--- start ---

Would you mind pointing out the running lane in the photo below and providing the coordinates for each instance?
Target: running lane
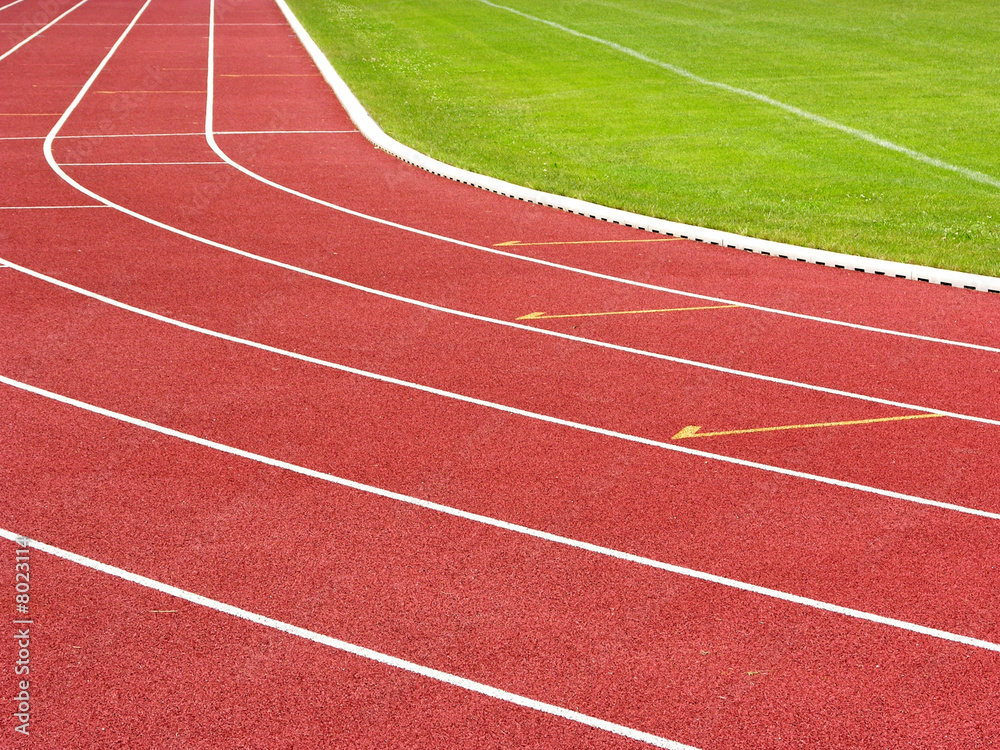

--- end ---
--- start ---

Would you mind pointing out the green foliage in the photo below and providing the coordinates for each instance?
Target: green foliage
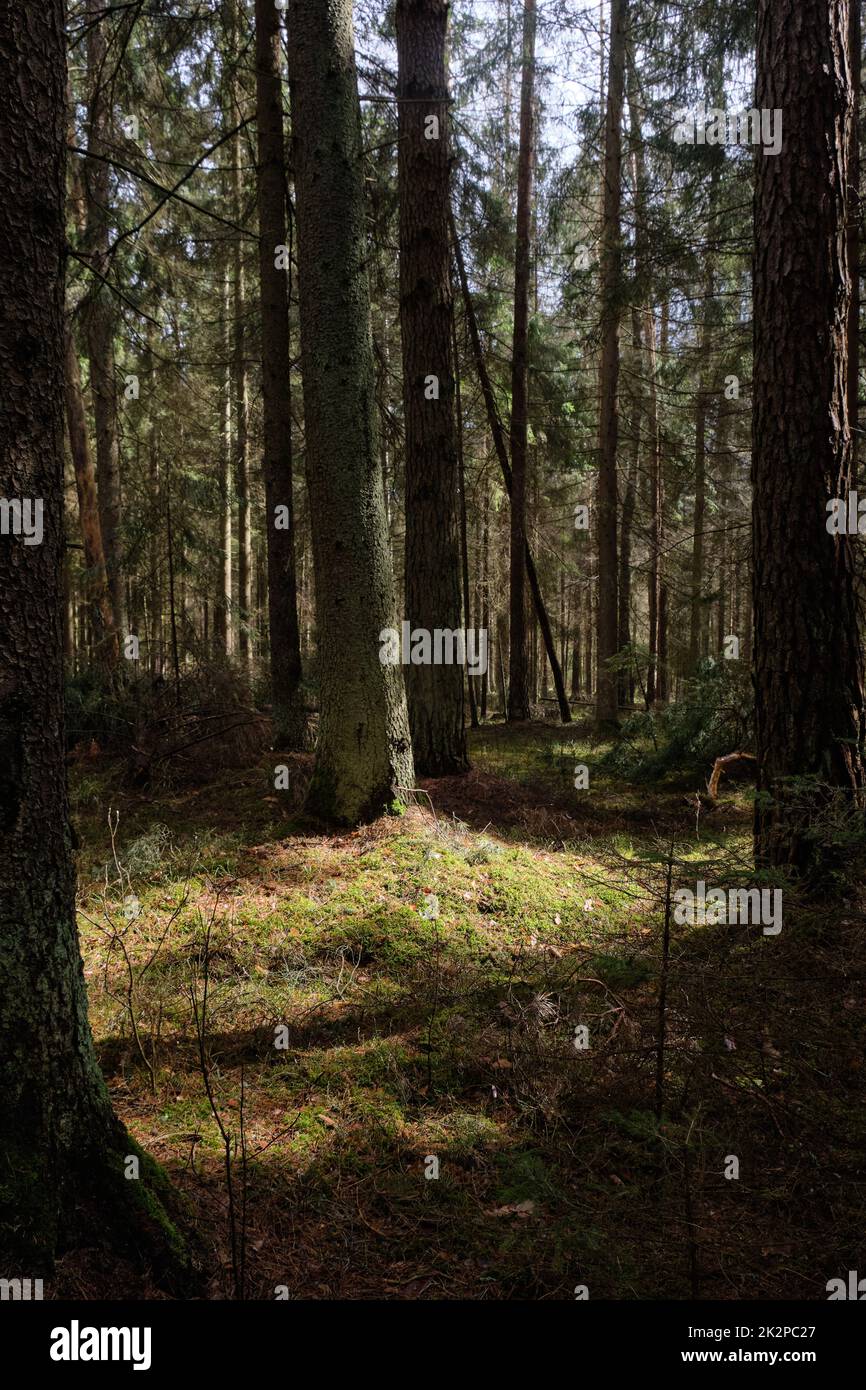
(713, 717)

--- end ---

▸ **Brief**
Transcribe the material verbatim, from the line containing "Would you mind pointing out the running" down through the line containing "Target: running lane", including both of those lines.

▸ **Correct response**
Would you mind pointing out the running lane in the photo below and providing the coordinates for each instance?
Target: running lane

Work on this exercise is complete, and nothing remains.